* _Activity_:
Copy the records word for word, from their start through the line containing "positive clicks: (277, 297) (273, 299)", inclusive. Leave the pictures out of your copy.

[Information Boundary: Start]

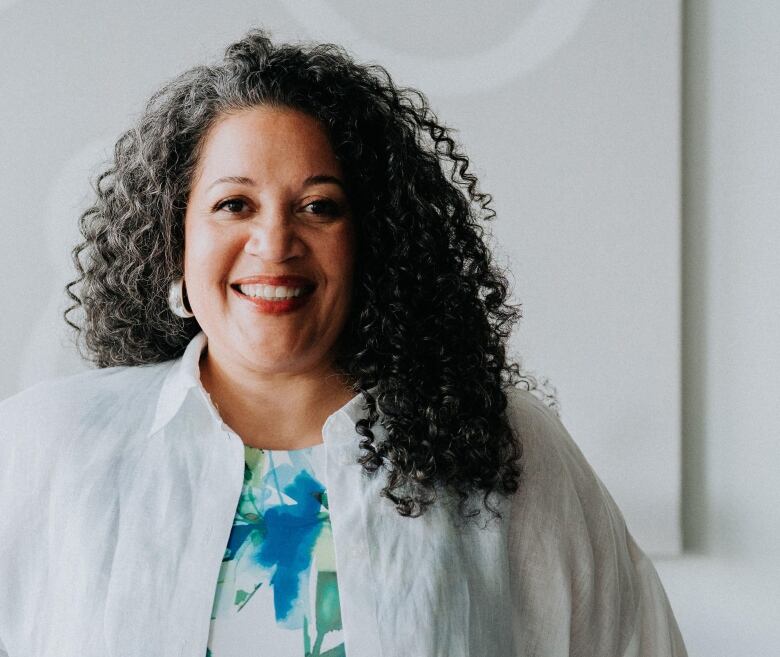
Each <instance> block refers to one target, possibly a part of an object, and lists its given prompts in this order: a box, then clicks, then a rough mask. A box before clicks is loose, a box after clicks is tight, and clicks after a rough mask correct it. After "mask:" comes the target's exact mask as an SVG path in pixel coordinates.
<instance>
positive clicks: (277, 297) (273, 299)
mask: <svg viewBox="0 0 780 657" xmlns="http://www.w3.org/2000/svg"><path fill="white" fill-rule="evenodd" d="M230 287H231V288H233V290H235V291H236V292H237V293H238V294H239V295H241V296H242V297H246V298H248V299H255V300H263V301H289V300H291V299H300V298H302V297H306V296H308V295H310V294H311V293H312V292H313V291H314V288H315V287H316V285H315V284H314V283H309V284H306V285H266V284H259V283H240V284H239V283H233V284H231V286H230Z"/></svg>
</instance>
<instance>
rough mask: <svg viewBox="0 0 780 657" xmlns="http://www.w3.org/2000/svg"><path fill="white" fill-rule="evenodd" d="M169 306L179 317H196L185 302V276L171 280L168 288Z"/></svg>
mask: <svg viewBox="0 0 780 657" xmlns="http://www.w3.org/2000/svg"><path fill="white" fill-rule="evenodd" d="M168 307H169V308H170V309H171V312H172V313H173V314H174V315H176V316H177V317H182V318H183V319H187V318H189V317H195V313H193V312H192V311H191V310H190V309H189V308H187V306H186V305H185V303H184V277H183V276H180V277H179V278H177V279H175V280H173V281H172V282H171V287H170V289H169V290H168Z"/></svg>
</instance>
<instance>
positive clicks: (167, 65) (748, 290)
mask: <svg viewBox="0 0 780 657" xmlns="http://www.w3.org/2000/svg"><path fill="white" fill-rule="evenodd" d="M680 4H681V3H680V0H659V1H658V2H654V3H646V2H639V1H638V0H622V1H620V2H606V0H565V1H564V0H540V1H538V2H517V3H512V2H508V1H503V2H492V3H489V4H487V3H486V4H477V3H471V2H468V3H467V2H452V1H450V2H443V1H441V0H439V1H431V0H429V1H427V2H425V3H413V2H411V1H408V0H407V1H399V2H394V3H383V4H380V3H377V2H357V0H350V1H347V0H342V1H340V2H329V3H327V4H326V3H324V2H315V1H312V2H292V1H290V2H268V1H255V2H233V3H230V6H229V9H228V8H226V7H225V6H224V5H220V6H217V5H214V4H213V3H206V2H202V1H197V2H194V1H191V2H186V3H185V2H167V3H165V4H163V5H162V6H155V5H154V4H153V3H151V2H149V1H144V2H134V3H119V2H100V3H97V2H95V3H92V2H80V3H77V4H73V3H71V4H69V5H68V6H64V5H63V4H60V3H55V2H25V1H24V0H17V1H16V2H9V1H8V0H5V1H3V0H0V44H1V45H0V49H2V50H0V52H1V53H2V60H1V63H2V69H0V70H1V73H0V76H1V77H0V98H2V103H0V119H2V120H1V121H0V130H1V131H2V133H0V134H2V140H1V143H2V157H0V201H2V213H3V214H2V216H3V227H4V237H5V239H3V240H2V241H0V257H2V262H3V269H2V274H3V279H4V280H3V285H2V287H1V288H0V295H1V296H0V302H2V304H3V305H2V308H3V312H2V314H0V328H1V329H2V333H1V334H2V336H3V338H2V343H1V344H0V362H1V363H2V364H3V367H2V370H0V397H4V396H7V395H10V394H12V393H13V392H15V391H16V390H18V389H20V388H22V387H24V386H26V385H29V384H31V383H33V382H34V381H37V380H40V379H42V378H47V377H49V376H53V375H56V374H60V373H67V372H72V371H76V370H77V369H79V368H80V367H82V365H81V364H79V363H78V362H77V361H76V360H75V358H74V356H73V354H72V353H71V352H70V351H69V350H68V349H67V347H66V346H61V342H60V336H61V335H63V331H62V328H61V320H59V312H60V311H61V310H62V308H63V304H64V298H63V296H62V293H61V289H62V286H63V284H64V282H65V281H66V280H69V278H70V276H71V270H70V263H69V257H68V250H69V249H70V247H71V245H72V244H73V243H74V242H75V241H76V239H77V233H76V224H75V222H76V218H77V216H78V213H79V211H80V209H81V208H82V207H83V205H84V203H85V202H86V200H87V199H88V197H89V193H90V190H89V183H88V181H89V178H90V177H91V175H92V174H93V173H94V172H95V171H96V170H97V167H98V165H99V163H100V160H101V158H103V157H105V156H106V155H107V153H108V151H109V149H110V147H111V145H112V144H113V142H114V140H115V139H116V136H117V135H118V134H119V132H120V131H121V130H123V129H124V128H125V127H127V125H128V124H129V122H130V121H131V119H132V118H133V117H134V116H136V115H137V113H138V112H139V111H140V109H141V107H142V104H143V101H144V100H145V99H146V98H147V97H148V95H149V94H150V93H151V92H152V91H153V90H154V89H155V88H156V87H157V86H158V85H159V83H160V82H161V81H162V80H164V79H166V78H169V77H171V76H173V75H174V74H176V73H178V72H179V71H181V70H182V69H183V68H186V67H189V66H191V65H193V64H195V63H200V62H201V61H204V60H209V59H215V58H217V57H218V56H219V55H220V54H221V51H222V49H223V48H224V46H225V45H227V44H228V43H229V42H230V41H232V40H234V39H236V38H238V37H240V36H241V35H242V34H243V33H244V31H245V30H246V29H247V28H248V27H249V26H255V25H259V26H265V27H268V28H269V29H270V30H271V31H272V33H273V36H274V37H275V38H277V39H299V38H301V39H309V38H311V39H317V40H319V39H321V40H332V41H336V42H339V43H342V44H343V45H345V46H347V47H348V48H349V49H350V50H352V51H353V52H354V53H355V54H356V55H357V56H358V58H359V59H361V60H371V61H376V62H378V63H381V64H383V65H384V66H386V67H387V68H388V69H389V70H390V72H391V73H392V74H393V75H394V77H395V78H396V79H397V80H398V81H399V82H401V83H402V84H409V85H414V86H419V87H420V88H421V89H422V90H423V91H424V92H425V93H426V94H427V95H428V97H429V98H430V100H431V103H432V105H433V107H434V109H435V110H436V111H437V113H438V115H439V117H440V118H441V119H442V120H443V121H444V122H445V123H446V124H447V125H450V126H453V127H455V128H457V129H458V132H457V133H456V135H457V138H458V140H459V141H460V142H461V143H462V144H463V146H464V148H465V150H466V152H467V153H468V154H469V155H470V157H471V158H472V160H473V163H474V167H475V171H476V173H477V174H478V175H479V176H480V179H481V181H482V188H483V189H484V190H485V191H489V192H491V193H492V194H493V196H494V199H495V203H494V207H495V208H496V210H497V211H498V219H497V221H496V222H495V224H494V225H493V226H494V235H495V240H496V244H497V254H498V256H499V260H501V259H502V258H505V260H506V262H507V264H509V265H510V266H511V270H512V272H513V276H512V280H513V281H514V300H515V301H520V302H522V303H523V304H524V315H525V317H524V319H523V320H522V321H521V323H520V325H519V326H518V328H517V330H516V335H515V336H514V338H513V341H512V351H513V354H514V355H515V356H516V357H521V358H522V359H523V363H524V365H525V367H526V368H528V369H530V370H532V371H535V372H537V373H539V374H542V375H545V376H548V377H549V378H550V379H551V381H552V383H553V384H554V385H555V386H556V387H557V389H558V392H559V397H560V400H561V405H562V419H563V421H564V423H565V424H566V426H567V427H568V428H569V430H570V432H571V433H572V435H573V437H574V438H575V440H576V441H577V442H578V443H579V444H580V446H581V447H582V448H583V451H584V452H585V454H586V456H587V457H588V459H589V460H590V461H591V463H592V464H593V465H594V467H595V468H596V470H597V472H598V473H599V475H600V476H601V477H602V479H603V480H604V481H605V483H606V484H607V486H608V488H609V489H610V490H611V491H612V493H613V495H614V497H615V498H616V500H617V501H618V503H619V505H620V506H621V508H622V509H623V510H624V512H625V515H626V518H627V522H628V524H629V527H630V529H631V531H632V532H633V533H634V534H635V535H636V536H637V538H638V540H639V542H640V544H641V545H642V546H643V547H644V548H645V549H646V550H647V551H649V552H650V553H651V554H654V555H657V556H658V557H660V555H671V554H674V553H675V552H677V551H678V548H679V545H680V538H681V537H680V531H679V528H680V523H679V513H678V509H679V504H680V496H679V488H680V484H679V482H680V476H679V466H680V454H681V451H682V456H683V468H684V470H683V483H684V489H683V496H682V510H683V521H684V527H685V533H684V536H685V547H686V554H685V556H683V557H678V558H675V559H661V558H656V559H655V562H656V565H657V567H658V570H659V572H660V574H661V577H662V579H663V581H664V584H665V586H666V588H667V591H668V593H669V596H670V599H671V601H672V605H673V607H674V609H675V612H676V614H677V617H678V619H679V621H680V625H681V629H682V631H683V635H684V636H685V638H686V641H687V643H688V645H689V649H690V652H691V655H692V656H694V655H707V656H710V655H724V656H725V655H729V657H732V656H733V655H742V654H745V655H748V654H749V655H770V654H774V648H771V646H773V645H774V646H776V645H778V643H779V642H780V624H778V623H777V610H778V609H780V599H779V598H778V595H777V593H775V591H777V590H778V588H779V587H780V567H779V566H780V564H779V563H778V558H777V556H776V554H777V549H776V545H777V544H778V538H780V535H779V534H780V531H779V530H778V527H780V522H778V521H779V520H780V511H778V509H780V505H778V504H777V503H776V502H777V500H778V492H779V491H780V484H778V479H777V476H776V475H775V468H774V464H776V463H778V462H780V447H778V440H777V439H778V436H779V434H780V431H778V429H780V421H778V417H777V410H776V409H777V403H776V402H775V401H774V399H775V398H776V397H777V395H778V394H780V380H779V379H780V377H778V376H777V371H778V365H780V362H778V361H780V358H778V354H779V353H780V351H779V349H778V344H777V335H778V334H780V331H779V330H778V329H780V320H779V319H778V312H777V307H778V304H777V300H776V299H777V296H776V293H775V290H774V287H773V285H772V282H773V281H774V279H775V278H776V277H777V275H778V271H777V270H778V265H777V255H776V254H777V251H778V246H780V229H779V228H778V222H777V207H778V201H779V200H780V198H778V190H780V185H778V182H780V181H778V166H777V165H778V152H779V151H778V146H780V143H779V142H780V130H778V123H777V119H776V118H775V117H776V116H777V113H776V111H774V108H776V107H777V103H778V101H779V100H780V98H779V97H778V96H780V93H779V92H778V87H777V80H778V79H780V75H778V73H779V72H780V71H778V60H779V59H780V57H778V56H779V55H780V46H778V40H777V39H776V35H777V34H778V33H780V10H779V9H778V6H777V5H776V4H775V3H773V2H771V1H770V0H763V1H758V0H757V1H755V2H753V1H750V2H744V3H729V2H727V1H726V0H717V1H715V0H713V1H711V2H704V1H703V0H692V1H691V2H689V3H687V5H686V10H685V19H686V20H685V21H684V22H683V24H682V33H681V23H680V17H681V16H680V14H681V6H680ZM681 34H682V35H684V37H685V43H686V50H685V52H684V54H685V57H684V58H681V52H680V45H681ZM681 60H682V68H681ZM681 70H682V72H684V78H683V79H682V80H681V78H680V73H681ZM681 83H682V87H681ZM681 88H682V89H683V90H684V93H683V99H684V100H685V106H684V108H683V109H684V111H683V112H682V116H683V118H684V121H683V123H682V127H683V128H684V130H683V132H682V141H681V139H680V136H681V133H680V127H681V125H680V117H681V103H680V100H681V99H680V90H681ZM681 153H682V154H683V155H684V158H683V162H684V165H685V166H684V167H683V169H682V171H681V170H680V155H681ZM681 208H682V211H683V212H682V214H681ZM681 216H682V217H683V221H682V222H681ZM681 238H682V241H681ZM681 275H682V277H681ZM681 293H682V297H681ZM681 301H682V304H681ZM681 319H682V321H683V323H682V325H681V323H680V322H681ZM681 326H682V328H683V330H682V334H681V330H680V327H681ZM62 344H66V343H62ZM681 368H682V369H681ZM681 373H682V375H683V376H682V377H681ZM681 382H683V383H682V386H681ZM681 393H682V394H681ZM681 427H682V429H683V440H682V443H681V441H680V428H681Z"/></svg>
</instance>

[Information Boundary: End]

* _Answer space_:
Each <instance> block refers to one target, possibly a part of an object, and lists its given prompts in this order: a box, then clicks, then a rough mask. A box before clicks is loose, a box after clicks is tight, and clicks after a rough mask correct it. After "mask:" comes the target's exact mask as an SVG path in pixel coordinates.
<instance>
positive clicks: (277, 297) (273, 299)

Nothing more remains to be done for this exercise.